== Requirements ==
Go through the items below and copy each line that has the word "railing" in it. Leave out all other lines.
------------------------------------------------------------
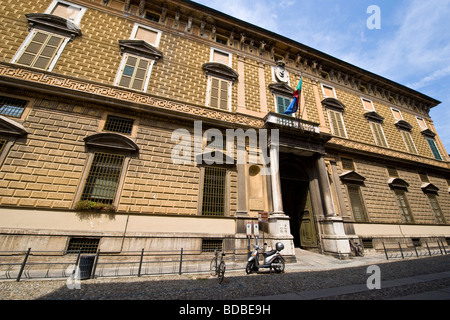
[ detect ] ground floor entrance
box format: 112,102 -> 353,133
280,156 -> 318,249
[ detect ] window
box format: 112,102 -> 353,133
416,117 -> 428,130
216,35 -> 228,45
209,48 -> 231,66
0,96 -> 27,118
322,84 -> 336,98
0,139 -> 7,154
144,11 -> 160,22
103,115 -> 134,134
394,189 -> 414,223
400,130 -> 417,154
202,239 -> 223,252
13,30 -> 68,71
369,121 -> 388,148
80,152 -> 125,204
117,54 -> 154,91
341,158 -> 355,171
275,96 -> 292,115
130,24 -> 161,47
427,194 -> 445,224
391,108 -> 403,121
45,1 -> 86,25
328,110 -> 347,138
202,167 -> 227,216
67,238 -> 100,254
419,171 -> 430,182
347,185 -> 367,221
426,138 -> 442,161
387,166 -> 399,177
361,98 -> 375,111
208,77 -> 231,111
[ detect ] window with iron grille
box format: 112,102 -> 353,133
16,31 -> 65,70
0,96 -> 27,118
394,190 -> 414,223
202,167 -> 227,216
202,239 -> 223,252
67,238 -> 100,253
427,194 -> 445,224
103,115 -> 134,134
80,153 -> 125,204
348,185 -> 367,221
0,139 -> 6,154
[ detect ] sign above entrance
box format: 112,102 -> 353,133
258,212 -> 269,222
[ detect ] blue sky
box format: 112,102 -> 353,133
194,0 -> 450,153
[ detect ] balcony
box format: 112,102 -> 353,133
264,112 -> 320,133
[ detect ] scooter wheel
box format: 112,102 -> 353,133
273,259 -> 285,273
245,261 -> 254,274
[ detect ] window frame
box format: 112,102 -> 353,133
130,23 -> 162,48
361,97 -> 376,112
347,183 -> 369,222
327,108 -> 348,139
369,121 -> 389,148
425,137 -> 443,161
394,189 -> 415,223
114,52 -> 155,92
45,0 -> 86,26
198,165 -> 231,217
416,116 -> 428,131
206,75 -> 233,112
391,107 -> 403,121
320,83 -> 337,99
400,130 -> 419,154
11,28 -> 70,72
209,47 -> 233,68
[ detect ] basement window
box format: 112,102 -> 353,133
67,238 -> 100,253
202,239 -> 223,252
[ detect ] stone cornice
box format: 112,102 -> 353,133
325,137 -> 450,172
74,0 -> 440,116
0,62 -> 264,128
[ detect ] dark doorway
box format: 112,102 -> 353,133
280,158 -> 317,249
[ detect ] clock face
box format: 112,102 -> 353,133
275,65 -> 288,82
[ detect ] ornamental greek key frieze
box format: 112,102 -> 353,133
0,62 -> 264,128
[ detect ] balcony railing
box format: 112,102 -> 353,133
264,112 -> 320,133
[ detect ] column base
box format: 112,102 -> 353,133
319,216 -> 350,259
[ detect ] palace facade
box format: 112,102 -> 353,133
0,0 -> 450,257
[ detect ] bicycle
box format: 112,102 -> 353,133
210,248 -> 227,284
349,239 -> 364,257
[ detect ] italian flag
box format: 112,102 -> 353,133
284,77 -> 303,114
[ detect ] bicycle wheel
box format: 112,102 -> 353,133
209,257 -> 219,276
218,261 -> 227,283
273,258 -> 285,273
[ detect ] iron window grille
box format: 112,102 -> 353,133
0,96 -> 27,118
80,153 -> 125,204
202,167 -> 227,216
0,139 -> 6,154
103,115 -> 134,134
202,239 -> 223,252
67,238 -> 100,253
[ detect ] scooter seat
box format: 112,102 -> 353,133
263,250 -> 277,257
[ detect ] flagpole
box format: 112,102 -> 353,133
297,71 -> 303,119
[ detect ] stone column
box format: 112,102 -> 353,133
236,164 -> 248,216
317,156 -> 350,259
270,139 -> 284,215
317,156 -> 336,217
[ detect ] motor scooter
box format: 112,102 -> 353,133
245,242 -> 285,274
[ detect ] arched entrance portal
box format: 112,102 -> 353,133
280,158 -> 317,249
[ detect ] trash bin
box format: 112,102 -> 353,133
75,255 -> 95,280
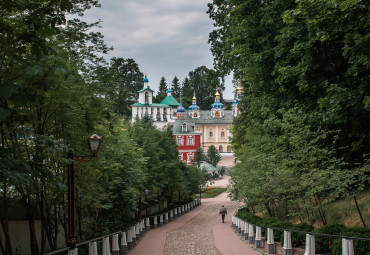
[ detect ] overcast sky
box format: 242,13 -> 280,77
83,0 -> 233,98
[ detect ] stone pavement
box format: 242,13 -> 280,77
128,178 -> 260,255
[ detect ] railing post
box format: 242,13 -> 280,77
342,238 -> 355,255
244,222 -> 249,241
89,242 -> 98,255
145,217 -> 150,231
255,226 -> 262,248
164,212 -> 168,224
238,219 -> 242,234
304,234 -> 315,255
240,220 -> 245,236
267,228 -> 276,254
141,219 -> 145,233
68,248 -> 78,255
135,223 -> 140,241
112,234 -> 119,255
170,210 -> 173,221
248,224 -> 254,244
131,225 -> 136,246
121,232 -> 127,255
159,214 -> 163,226
127,229 -> 134,249
154,215 -> 158,228
284,230 -> 293,255
102,236 -> 110,255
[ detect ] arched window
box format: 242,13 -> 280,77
145,92 -> 149,104
227,145 -> 231,153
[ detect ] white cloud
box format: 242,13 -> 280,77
80,0 -> 232,97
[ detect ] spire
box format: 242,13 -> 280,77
177,97 -> 185,120
211,87 -> 224,118
236,79 -> 243,95
143,72 -> 149,83
215,87 -> 220,98
188,89 -> 199,118
143,72 -> 149,89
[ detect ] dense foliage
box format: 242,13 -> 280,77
208,0 -> 370,225
236,208 -> 370,255
0,0 -> 203,255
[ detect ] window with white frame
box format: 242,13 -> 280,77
182,123 -> 188,132
188,153 -> 194,162
227,145 -> 231,153
188,136 -> 194,145
209,128 -> 213,137
176,138 -> 183,145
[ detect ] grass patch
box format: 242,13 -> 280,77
325,187 -> 370,227
198,187 -> 226,198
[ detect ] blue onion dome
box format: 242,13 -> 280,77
177,100 -> 185,112
143,74 -> 149,82
189,104 -> 199,112
212,102 -> 224,110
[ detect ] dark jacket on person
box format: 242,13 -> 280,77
220,207 -> 227,215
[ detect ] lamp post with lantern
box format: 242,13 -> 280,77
145,189 -> 149,217
67,134 -> 102,250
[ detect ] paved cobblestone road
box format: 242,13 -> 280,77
128,178 -> 260,255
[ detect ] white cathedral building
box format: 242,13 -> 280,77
132,74 -> 243,142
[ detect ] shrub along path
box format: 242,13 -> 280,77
128,178 -> 260,255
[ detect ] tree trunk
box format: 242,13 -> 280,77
25,196 -> 39,255
0,184 -> 13,255
353,196 -> 367,228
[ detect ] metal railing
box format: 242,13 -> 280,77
44,199 -> 201,255
232,213 -> 370,255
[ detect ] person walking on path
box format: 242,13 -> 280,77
220,205 -> 227,223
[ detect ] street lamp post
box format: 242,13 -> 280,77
67,134 -> 102,250
145,189 -> 149,217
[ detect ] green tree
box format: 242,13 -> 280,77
171,76 -> 181,100
183,66 -> 225,110
194,147 -> 206,166
207,145 -> 222,167
106,58 -> 144,116
181,77 -> 193,108
208,0 -> 370,224
155,76 -> 168,103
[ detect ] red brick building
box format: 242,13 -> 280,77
169,102 -> 201,164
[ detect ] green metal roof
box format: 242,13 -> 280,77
161,95 -> 180,106
199,162 -> 217,173
131,103 -> 170,108
138,87 -> 154,93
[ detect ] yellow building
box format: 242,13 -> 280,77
178,92 -> 237,154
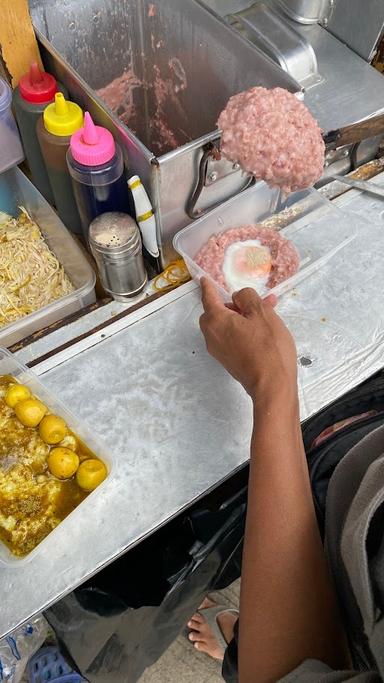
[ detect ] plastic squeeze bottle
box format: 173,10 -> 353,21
36,92 -> 84,234
13,62 -> 67,204
67,112 -> 130,242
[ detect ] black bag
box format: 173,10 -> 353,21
45,468 -> 248,683
302,372 -> 384,538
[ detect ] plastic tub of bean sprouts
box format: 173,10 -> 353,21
0,168 -> 96,347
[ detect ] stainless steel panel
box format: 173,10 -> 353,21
296,24 -> 384,132
273,0 -> 333,24
227,2 -> 321,88
31,0 -> 300,263
0,177 -> 384,637
327,0 -> 384,62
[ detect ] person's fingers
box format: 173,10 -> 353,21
232,287 -> 263,315
263,294 -> 277,308
200,277 -> 224,313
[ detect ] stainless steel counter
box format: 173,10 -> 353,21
0,177 -> 384,636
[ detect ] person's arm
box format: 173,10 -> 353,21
200,280 -> 346,683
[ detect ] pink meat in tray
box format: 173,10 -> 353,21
195,224 -> 300,294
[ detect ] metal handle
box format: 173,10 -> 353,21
185,142 -> 255,220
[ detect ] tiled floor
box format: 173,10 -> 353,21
138,581 -> 240,683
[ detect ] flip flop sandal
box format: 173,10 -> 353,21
190,605 -> 239,650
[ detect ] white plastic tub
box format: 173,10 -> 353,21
0,348 -> 113,568
0,168 -> 96,346
173,183 -> 356,301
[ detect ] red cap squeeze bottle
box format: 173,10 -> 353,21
13,62 -> 67,204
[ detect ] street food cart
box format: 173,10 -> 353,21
0,0 -> 384,683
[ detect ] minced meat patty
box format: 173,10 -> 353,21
195,225 -> 300,290
217,87 -> 325,194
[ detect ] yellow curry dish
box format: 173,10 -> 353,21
0,375 -> 107,557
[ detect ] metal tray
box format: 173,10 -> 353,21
30,0 -> 300,265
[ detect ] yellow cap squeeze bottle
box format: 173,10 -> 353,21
36,92 -> 84,234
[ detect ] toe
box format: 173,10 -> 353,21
194,641 -> 224,661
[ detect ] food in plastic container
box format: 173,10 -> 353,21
0,349 -> 109,562
196,225 -> 300,294
0,168 -> 96,346
173,182 -> 356,301
0,207 -> 74,327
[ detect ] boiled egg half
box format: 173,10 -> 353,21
223,240 -> 272,295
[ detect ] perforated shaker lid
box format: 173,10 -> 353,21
89,211 -> 141,253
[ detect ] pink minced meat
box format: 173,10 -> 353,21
195,224 -> 300,289
217,88 -> 325,194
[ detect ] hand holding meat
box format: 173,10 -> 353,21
200,278 -> 297,402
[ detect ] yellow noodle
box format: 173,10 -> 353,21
0,207 -> 74,327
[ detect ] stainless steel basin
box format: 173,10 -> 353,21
30,0 -> 300,265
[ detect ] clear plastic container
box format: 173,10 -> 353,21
0,168 -> 96,346
173,182 -> 356,301
0,348 -> 114,568
0,78 -> 24,173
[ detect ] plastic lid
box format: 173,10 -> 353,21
0,78 -> 12,111
19,62 -> 57,104
70,111 -> 116,166
43,92 -> 83,137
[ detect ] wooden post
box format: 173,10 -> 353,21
0,0 -> 42,88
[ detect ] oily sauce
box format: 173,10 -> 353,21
0,375 -> 96,557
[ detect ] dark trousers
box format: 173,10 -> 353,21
222,620 -> 239,683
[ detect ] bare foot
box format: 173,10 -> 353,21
188,598 -> 237,662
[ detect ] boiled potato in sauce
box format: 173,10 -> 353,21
0,375 -> 107,557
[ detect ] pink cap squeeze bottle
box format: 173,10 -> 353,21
67,112 -> 130,242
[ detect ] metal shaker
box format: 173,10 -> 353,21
88,212 -> 147,301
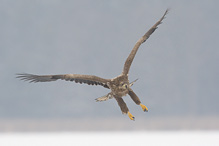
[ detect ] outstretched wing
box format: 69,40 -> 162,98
17,73 -> 110,88
123,9 -> 169,75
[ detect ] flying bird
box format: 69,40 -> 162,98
17,9 -> 168,120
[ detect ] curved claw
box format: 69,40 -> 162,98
128,112 -> 135,121
140,103 -> 148,112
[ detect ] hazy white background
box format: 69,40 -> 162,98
0,0 -> 219,132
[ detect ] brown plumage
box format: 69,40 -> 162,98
17,9 -> 168,120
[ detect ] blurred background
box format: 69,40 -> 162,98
0,0 -> 219,132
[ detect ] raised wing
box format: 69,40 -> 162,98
123,9 -> 169,75
17,73 -> 110,88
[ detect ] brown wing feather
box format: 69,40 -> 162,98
17,73 -> 110,88
123,9 -> 169,75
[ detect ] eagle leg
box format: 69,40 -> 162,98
128,112 -> 135,121
128,88 -> 148,112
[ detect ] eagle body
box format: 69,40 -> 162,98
17,9 -> 168,120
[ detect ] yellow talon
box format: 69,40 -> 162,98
140,103 -> 148,112
128,112 -> 135,121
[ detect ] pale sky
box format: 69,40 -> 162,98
0,0 -> 219,126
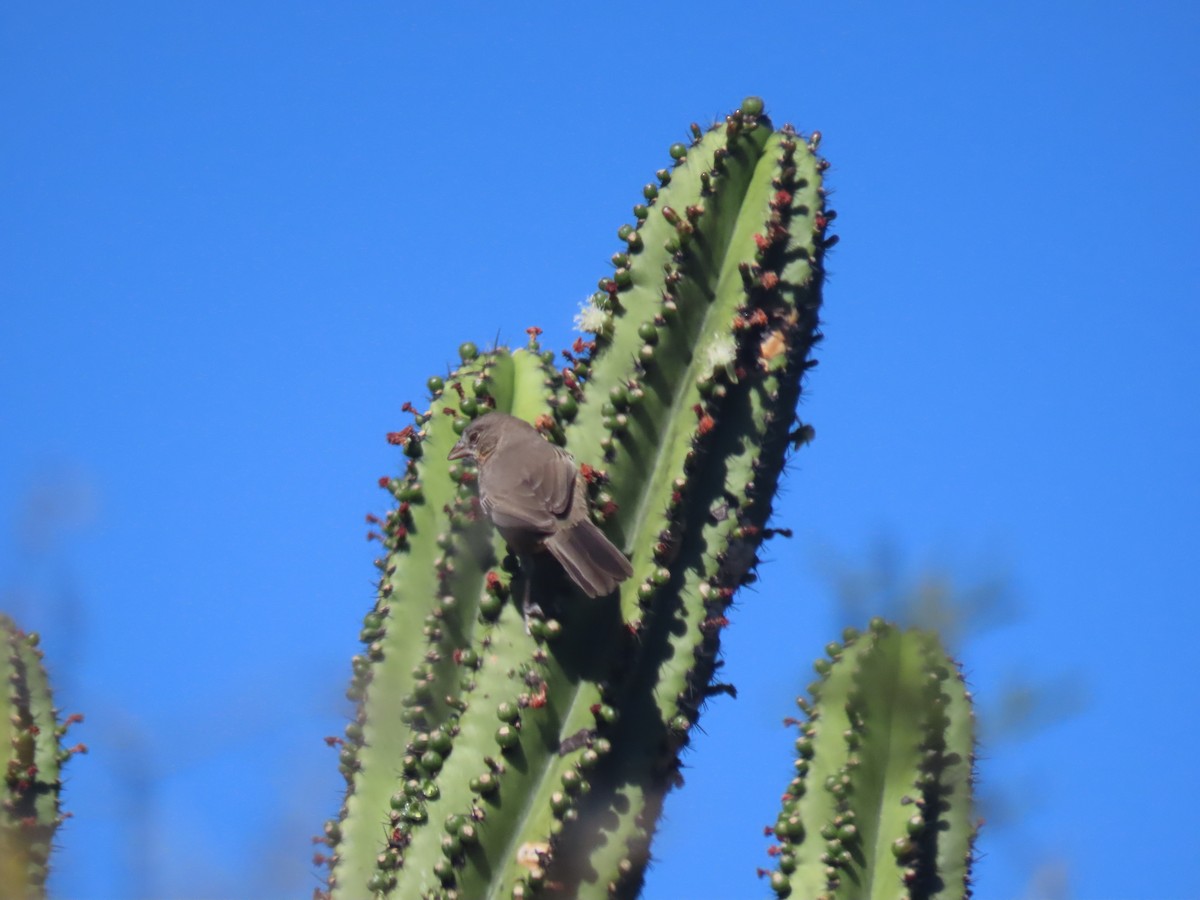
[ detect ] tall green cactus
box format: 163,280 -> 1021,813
0,614 -> 86,898
314,97 -> 969,898
772,619 -> 976,900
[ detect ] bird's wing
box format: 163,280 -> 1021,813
481,446 -> 576,534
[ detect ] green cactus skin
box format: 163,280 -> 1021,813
770,619 -> 977,900
322,98 -> 833,898
0,614 -> 86,898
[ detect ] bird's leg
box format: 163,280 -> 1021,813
521,553 -> 546,635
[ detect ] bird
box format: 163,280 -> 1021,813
446,412 -> 634,598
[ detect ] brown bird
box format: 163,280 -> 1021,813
448,413 -> 634,596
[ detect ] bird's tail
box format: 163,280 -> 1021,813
546,518 -> 634,596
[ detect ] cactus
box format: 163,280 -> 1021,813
0,614 -> 86,898
318,97 -> 974,898
770,619 -> 976,900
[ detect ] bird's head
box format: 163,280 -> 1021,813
446,413 -> 511,462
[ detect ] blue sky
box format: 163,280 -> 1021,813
0,1 -> 1200,900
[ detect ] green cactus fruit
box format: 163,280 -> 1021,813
325,95 -> 830,898
0,614 -> 86,898
770,619 -> 976,900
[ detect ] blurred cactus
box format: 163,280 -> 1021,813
0,614 -> 86,898
318,97 -> 974,898
772,619 -> 976,900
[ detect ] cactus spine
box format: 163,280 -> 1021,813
772,619 -> 976,900
0,614 -> 86,898
325,98 -> 833,898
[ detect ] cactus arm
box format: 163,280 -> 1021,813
772,620 -> 976,900
0,614 -> 86,898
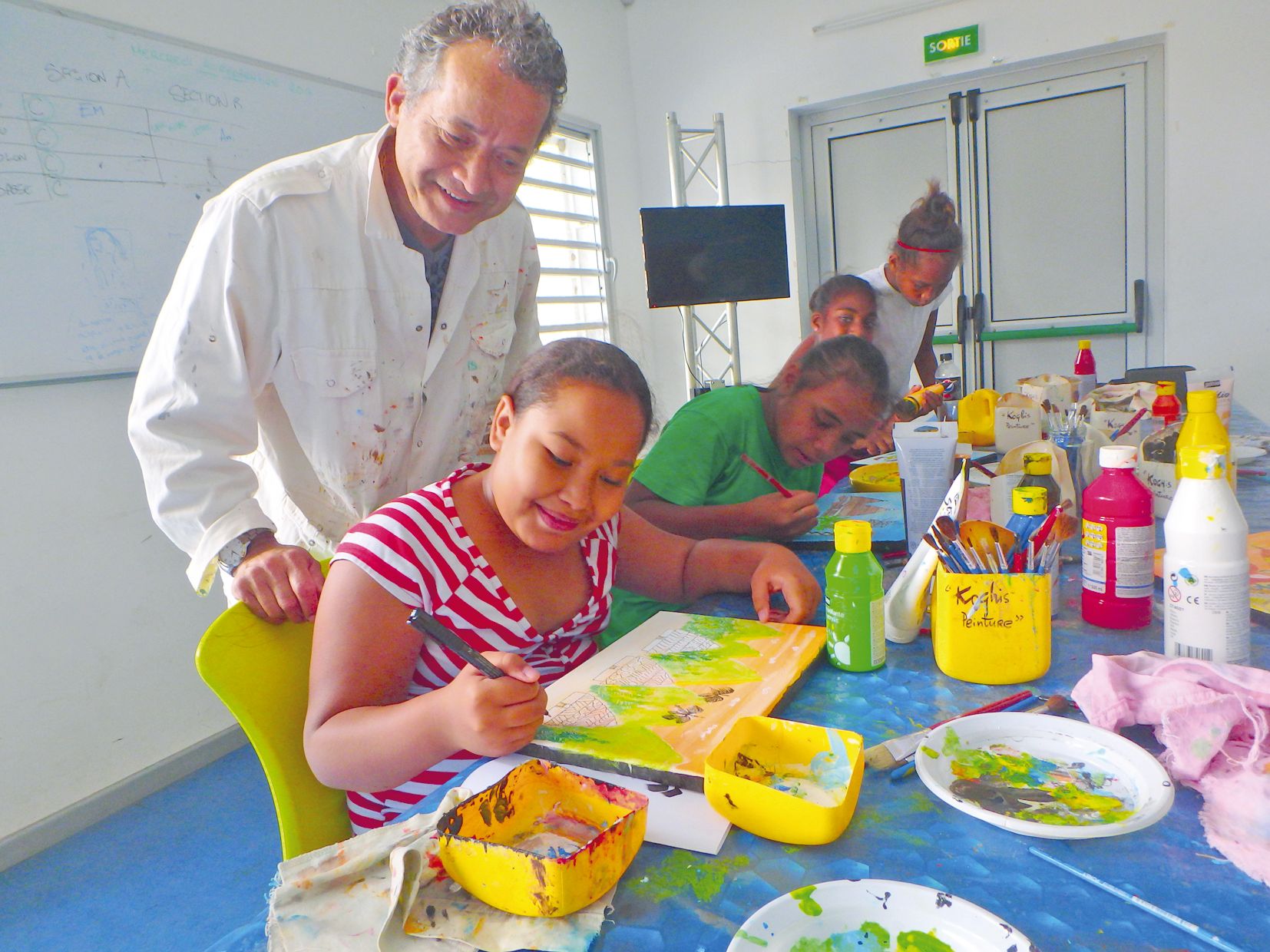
------------------------------------------------------------
== The solution ==
[ detect ] balcony railing
[ detect ] railing post
[ detect ] metal railing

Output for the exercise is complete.